Problem description:
Among the entries below, how many lines contain the string "apartment"? Only the number is wanted.

Provided information:

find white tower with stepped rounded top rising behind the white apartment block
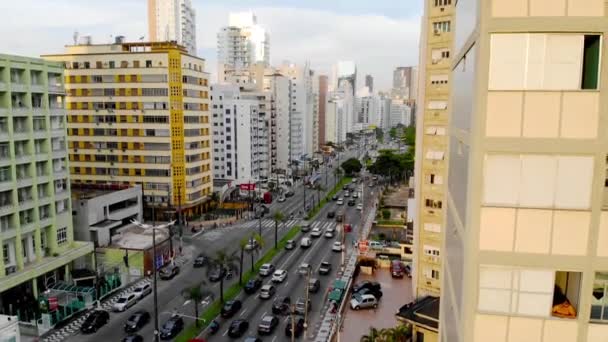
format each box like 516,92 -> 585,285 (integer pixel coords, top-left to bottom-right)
217,12 -> 270,82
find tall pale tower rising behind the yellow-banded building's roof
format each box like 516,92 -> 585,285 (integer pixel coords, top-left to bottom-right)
148,0 -> 197,56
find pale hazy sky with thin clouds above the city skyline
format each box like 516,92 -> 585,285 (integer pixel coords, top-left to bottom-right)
0,0 -> 422,90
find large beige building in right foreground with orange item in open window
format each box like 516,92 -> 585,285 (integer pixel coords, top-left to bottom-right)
442,0 -> 608,342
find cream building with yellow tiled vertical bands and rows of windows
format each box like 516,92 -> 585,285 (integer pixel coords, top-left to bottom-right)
44,40 -> 213,218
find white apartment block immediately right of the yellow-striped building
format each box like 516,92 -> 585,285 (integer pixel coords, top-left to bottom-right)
211,85 -> 270,184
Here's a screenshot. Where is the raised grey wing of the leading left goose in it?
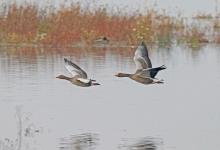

Answer to the exercise:
2